▸ **Documento fuente**
_ _ _ _
Ante esta situación, la ortodoxia económica apunta a restringir la cantidad de dinero en la economía, vía un incremento en la tasa de interés de referencia, la cual es hoy cercana a 0.6% y es, por cierto, absolutamente artificial. Para ponerlo en contexto, si hoy prestáramos S/100, después de un año cobraríamos 60 centavos. Lamentablemente, liberar la tasa de interés es imposible dadas las actuales condiciones de endeudamiento, tanto de los países como del sector privado.
A nivel de países, el sector público norteamericano cuenta con una deuda equivalente al 108% del PBI, siendo una de las economías desarrolladas más endeudadas, por detrás de Japón, quien cuenta con un nivel de endeudamiento público del 266% del PBI. Si bien el grueso de la deuda nipona es doméstica (el gobierno le debe a sus ciudadanos), no deja de ser un problema mayor.
Incrementar la tasa de interés de referencia generaría efectos fiscales inmanejables, ya que, dado su gigantesco volumen, el pago del servicio de la deuda pública golpearía con severidad las arcas fiscales de todas las economías sobre endeudadas. Ante ello, ningún político con aspiraciones a construir una carrera exitosa “haría lo que se tiene que hacer”.
_ _ _ _
▸ **Tareas por realizar**
1. Según el texto sobre la tasa de interés y la deuda, ¿qué nivel de endeudamiento público tiene Japón?
2. Reproduce sin cambios el pasaje del texto sobre la tasa de interés y la deuda que va desde "A nivel de países, el" hasta "un problema mayor.".
Los registros no guardan relación con el texto sobre la tasa de interés y la deuda.

[Elementos de un conjunto de datos]
_ _ _ _
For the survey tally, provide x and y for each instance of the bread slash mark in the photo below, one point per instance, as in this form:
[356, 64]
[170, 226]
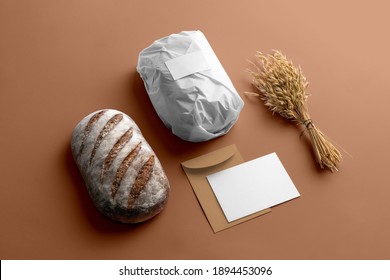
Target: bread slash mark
[110, 125]
[87, 129]
[118, 146]
[120, 173]
[141, 180]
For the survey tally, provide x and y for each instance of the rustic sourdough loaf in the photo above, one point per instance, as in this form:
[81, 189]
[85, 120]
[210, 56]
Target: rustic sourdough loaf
[124, 177]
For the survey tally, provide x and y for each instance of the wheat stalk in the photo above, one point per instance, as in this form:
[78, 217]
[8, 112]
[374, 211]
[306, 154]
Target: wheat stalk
[282, 87]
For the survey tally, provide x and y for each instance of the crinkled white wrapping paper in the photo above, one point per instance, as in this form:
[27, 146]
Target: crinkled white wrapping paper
[188, 87]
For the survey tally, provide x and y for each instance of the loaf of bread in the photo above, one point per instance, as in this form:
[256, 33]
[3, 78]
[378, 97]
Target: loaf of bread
[123, 176]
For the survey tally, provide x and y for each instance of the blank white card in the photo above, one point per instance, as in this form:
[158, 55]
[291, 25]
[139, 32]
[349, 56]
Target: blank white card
[252, 186]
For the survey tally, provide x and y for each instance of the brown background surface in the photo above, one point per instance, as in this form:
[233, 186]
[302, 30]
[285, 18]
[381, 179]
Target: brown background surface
[61, 60]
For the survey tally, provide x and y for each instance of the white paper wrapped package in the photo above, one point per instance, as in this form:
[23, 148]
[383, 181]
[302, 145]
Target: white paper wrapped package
[188, 87]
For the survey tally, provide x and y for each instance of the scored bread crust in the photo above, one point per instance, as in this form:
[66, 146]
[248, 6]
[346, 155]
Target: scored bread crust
[123, 176]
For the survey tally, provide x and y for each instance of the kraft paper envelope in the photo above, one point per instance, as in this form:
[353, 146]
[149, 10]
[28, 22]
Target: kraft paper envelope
[198, 168]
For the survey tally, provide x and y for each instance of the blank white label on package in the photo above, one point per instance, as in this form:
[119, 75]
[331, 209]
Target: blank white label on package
[187, 64]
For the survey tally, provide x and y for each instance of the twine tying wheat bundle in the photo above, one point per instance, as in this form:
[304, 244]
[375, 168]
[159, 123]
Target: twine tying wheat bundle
[282, 87]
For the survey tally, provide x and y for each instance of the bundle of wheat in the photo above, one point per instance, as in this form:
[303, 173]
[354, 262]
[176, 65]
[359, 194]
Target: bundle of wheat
[282, 87]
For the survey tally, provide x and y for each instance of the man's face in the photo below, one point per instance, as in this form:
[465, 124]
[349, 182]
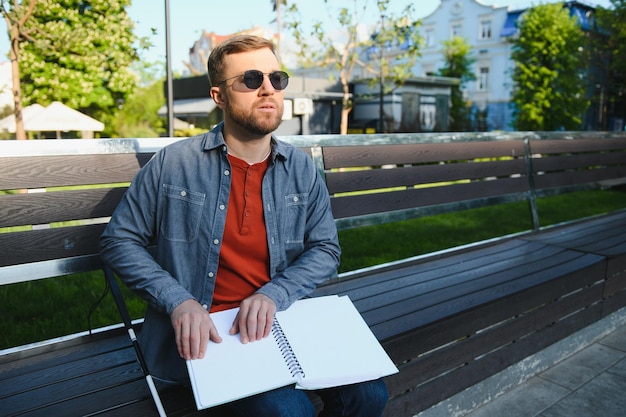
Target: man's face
[258, 111]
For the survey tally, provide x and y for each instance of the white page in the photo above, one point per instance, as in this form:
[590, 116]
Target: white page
[333, 343]
[231, 370]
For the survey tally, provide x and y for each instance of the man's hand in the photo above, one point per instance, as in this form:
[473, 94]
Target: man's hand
[193, 328]
[254, 319]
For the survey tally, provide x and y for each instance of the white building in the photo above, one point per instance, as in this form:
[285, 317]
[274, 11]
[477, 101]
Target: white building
[483, 28]
[488, 30]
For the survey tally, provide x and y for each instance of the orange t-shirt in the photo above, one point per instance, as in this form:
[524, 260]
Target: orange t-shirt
[244, 256]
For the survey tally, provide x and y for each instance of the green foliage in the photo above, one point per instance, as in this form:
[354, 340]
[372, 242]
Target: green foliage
_ _ _ _
▸ **Respuestas escritas**
1. Un nivel de endeudamiento público del 266% del PBI.

2.
A nivel de países, el sector público norteamericano cuenta con una deuda equivalente al 108% del PBI, siendo una de las economías desarrolladas más endeudadas, por detrás de Japón, quien cuenta con un nivel de endeudamiento público del 266% del PBI. Si bien el grueso de la deuda nipona es doméstica (el gobierno le debe a sus ciudadanos), no deja de ser un problema mayor.